RECORDS PROVIDED:
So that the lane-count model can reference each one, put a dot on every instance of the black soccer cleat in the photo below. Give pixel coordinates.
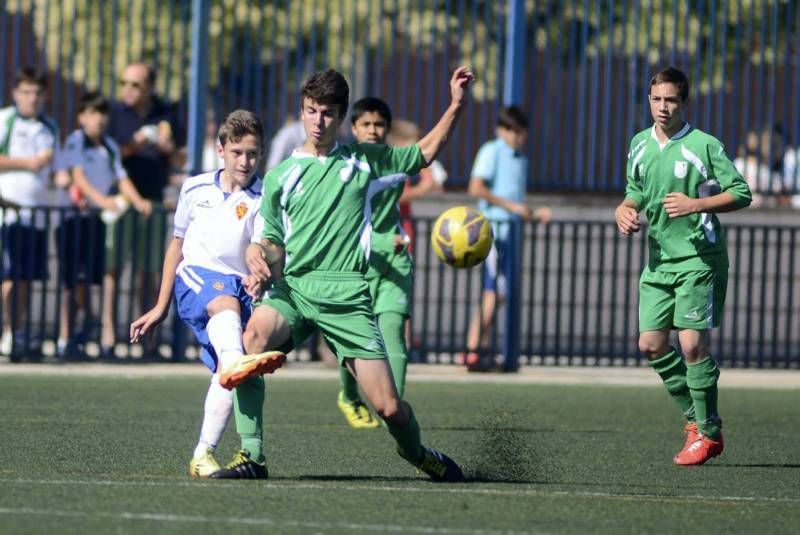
(437, 465)
(242, 467)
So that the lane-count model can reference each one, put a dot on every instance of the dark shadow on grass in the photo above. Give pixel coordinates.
(480, 427)
(753, 465)
(500, 453)
(343, 478)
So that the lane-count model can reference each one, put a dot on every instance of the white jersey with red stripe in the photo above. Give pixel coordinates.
(215, 226)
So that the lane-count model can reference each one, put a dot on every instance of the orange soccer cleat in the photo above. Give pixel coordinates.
(249, 366)
(699, 451)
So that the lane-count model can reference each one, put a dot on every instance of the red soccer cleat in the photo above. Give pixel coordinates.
(699, 451)
(691, 434)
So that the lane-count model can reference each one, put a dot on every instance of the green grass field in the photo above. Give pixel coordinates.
(90, 454)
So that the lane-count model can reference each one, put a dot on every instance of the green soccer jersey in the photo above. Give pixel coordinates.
(319, 209)
(695, 164)
(386, 219)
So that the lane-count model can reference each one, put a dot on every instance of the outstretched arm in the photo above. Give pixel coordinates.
(265, 262)
(432, 143)
(158, 313)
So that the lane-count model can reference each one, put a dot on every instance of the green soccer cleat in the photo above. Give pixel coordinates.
(242, 467)
(204, 466)
(356, 413)
(437, 465)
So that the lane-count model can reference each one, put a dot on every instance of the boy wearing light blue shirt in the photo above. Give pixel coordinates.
(499, 179)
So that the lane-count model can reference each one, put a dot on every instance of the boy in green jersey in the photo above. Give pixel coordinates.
(682, 177)
(390, 273)
(315, 247)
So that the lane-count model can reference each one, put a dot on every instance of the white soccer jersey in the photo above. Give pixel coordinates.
(22, 137)
(216, 227)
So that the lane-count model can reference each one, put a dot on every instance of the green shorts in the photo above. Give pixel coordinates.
(391, 282)
(687, 300)
(338, 304)
(143, 238)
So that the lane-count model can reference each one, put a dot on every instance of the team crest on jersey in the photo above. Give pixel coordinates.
(681, 169)
(241, 210)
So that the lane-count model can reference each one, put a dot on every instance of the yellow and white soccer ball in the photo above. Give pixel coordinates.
(462, 237)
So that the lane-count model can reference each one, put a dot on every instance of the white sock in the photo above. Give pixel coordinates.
(225, 334)
(217, 410)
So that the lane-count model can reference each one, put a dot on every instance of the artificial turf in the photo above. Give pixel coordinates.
(94, 454)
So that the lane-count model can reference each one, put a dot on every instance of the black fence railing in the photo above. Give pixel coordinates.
(576, 295)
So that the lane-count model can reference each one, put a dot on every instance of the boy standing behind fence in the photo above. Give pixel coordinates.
(499, 178)
(682, 177)
(94, 165)
(27, 144)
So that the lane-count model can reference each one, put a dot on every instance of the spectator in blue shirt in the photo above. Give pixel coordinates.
(92, 163)
(498, 180)
(150, 137)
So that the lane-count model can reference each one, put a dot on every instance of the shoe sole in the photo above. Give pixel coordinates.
(261, 364)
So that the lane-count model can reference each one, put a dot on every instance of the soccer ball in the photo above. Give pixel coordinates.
(462, 237)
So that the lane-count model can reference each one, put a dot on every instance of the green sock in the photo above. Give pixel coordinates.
(349, 385)
(672, 370)
(409, 440)
(702, 380)
(393, 330)
(248, 411)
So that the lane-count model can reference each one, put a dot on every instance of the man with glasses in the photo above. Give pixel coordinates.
(149, 135)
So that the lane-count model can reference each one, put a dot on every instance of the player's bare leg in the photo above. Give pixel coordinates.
(266, 329)
(376, 381)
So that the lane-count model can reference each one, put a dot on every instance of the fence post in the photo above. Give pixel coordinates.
(198, 86)
(511, 270)
(515, 52)
(195, 130)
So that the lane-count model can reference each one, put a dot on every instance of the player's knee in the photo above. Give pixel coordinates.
(652, 347)
(693, 352)
(388, 409)
(254, 342)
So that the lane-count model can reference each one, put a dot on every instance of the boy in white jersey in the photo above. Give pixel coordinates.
(216, 217)
(27, 144)
(682, 178)
(315, 248)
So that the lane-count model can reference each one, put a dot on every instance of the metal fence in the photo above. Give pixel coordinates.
(579, 67)
(577, 296)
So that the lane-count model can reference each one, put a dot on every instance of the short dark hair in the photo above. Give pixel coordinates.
(93, 100)
(671, 75)
(240, 123)
(30, 75)
(328, 87)
(512, 118)
(371, 104)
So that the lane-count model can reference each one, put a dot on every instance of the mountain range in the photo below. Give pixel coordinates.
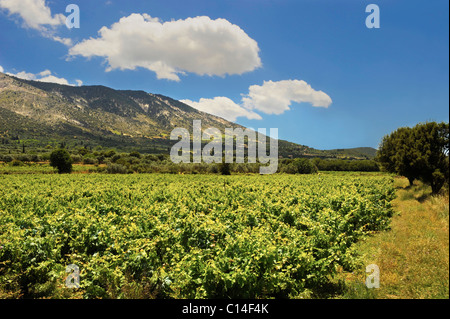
(39, 114)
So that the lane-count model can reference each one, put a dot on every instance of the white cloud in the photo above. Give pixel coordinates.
(277, 97)
(34, 13)
(44, 76)
(197, 45)
(270, 98)
(222, 107)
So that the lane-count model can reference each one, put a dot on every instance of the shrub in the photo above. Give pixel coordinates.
(61, 160)
(116, 169)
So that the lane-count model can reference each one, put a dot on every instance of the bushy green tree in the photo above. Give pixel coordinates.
(61, 160)
(420, 153)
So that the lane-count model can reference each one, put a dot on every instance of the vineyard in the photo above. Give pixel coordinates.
(184, 236)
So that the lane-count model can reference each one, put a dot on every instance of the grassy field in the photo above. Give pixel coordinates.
(413, 257)
(206, 236)
(184, 236)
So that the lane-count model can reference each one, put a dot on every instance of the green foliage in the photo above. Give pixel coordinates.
(346, 165)
(299, 166)
(224, 168)
(61, 160)
(233, 237)
(420, 153)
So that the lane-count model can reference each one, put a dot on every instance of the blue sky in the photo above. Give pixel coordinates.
(310, 68)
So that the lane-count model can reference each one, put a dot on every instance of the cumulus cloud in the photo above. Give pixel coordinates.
(277, 97)
(196, 45)
(222, 107)
(269, 98)
(35, 14)
(44, 76)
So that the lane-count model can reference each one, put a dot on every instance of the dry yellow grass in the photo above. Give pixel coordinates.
(413, 256)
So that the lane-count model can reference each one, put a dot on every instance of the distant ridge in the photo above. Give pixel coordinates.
(39, 114)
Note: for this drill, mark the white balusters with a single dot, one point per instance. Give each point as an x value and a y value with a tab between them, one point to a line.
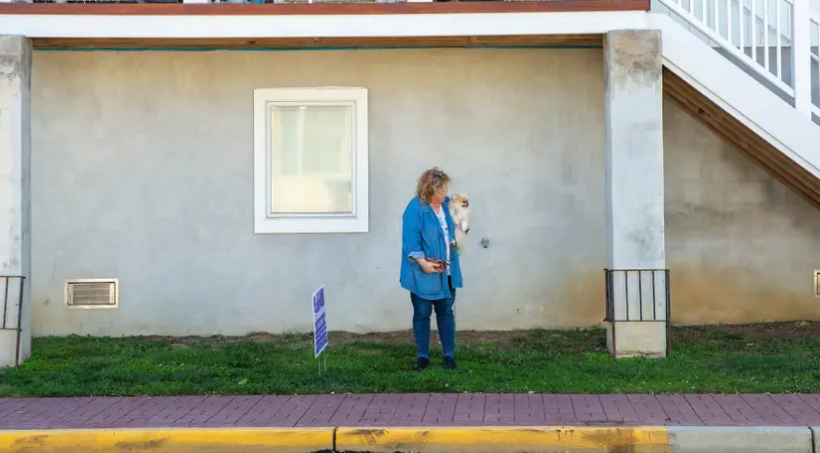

WHAT YOU WILL DO: The expected output is every entry above, character for character, with no pictures.

SOLUTION TO THE EXERCISE:
So that the lane-count model can reference each one, put a dot on every instance of the black soccer cleat in the photo below. Give pixel coordinates.
(437, 465)
(242, 467)
So that the lane-count model can reference each one, put a dot on every instance of the dark shadow on grass in the photo above. Give pixel coordinates.
(480, 427)
(753, 465)
(500, 453)
(343, 478)
So that the lane-count model can reference each one, put a dot on every instance of the white jersey with red stripe in the photo above. Give pixel coordinates.
(215, 226)
So that the lane-count model can reference each one, put a dot on every instance of the orange soccer cleat in the photo above. Give pixel coordinates.
(249, 366)
(699, 451)
So that the lane-count model can reference each one, put a dot on every instance of the red soccer cleat in the photo above. Give pixel coordinates.
(699, 451)
(691, 434)
So that the lane-count model can reference each one, put a dot on every instance of the green grass field in the photo above. Give pixel coordinates.
(90, 454)
So that the lane-count model can reference each one, put a dot on every instance of the green soccer jersey in the photo above. Give pixel coordinates.
(319, 209)
(695, 164)
(386, 219)
So that the lane-count model can reference each one, put a dot on every instance of the outstretched arm in the photo above. Give pixel coordinates.
(265, 262)
(432, 143)
(158, 313)
So that the lane-count model can reference each one, put a dot on every instance of the green soccer cleat in the photo above. Give pixel coordinates.
(242, 467)
(204, 466)
(356, 413)
(437, 465)
So that the lane-count model can reference each one, put a dot on every instance of the boy wearing light blue shirt in the photo above. Give pixel coordinates.
(499, 179)
So that the lane-count model can reference each one, put a dot on every instance of the boy in green jersey in the photo above. Give pixel coordinates.
(682, 177)
(390, 273)
(315, 247)
So that the lane-count model can reference each one, put a dot on every instance of the white soccer jersey in the photo above. Give pixel coordinates.
(22, 137)
(216, 227)
So that the lane-count model can reference each one, put a dot on every instance of the green shorts in the photo above. Give pixel coordinates.
(391, 282)
(687, 300)
(338, 304)
(143, 238)
So that the lane-count model can reference each one, put a dot on every instance of the team crest on jersey in the photo above. Give pixel coordinates.
(681, 169)
(241, 210)
So that the lane-count model can reference each one, put a dot on every instance of the yellow and white soccer ball in the photo above. Give pixel coordinates.
(462, 237)
So that the lane-count model can reference each one, put a dot on every instance of the white sock in the photo above. Give pixel coordinates.
(225, 334)
(217, 410)
So that the lane-count model can reference each one, put a dot on every instance of the artificial turf in the photo above. Give pixel coordinates.
(94, 454)
So that the lane-count model can reference each one, put a dot on every instance of the black fence railing in the photo above. Give pixel coordinates.
(576, 295)
So that the lane-count model can reference each one, put a dot on every instance of the boy standing behind fence in the photo above. Give pixel coordinates.
(499, 178)
(682, 177)
(94, 165)
(27, 144)
So that the lane-count model can reference each one, put a dot on every instance of the spectator in blue shirt in the photo above. Give pixel coordinates.
(92, 163)
(498, 180)
(150, 137)
So that the lane-count model can reference each one, put a dot on every instance of the shoe sole in the photo above. Give pixel coordinates.
(261, 364)
So that the lane-count model can reference each one, put a dot on every instance of the soccer ball in the photo above. Give pixel coordinates.
(462, 237)
So that the lane-count model can reference each one, put a dot on every instance of the green sock in the photo above. Give pixel coordinates.
(349, 385)
(672, 370)
(409, 440)
(702, 380)
(393, 330)
(248, 411)
So that the lane-count model can reference each one, put a dot on every instance of the man with glasses in the photo above. Give pixel coordinates.
(149, 135)
So that the lane-count model can reference each one, put a dot on every instance of the player's bare leg in the photo above. Give pixel coordinates.
(266, 329)
(376, 381)
So that the lane-count model can reference each one, put a dot on every instance of the fence post in the photo above. Give pixel coordinates.
(198, 86)
(511, 270)
(515, 52)
(195, 130)
So that the lane-count model can reference each one, put a dot on every instance of the player's knee in the photo above. Give pixel coordinates.
(652, 347)
(693, 352)
(388, 409)
(254, 342)
So that the lane-count model can reference each one, put a dot on every instance of the boy in white jersey in the photo above. Give pixel coordinates.
(216, 217)
(27, 144)
(682, 178)
(315, 248)
So that the lane-count model can reference each one, put a dot on every instance of the metal fence in the photo above. Give pixel coordinates.
(579, 67)
(577, 296)
So that the lane-count model can reference each one, put a dot on every instance of the short dark hair in the photo above. Give pixel coordinates.
(93, 100)
(671, 75)
(240, 123)
(30, 75)
(328, 87)
(512, 118)
(371, 104)
So that the lane-count model can reference each one, put a dot on every instance of the mountain range in the photo below. Give pixel coordinates.
(39, 114)
So that the lane-count model can reference each one, put a dot on every instance of the white cloud in the photo above. Give pixel coordinates.
(277, 97)
(34, 13)
(44, 76)
(197, 45)
(270, 98)
(222, 107)
So that the lane-count model can reference each one, put a dot on every instance of the shrub in the photo above. Give pixel coordinates.
(61, 160)
(116, 169)
So that the lane-count model can reference each one, put a dot on every instance of the bushy green tree in the photo above. Give pixel coordinates.
(61, 160)
(420, 153)
So that the lane-count model can reference each one, put a dot on every instance of the vineyard in the photo above. Give pixel coordinates.
(184, 236)
So that the lane-count model can reference each one, put a dot on every instance of the grassy field in the photo above. Give pixel coordinates.
(413, 257)
(206, 236)
(184, 236)
So that the lane-count model can reference each one, put a dot on every instance of the green foliage in the photo above. Give pixel coordinates.
(346, 165)
(299, 166)
(224, 168)
(61, 160)
(233, 237)
(420, 153)
So that the lane-count model can reference each one, put a dot on every instance of the blue sky in the photo above. Give pixel coordinates.
(310, 68)
So that the lane-count model can reference each one, put a dot on every instance of the cumulus cloud in the photo above. Give pixel coordinates.
(277, 97)
(196, 45)
(222, 107)
(269, 98)
(35, 14)
(44, 76)
So that the lane-count model can reference each one, put a dot on every instance of the dry yellow grass in the photo above. Give pixel coordinates.
(413, 256)
So that the lane-count model can reference each one, put a dot on every instance of the distant ridge in the photo above. Give pixel coordinates.
(39, 114)
Note: for this drill, mark the white balusters with a single dot, one point per instance. Give each point as an x value and a y value with a tab between them, one point to a line.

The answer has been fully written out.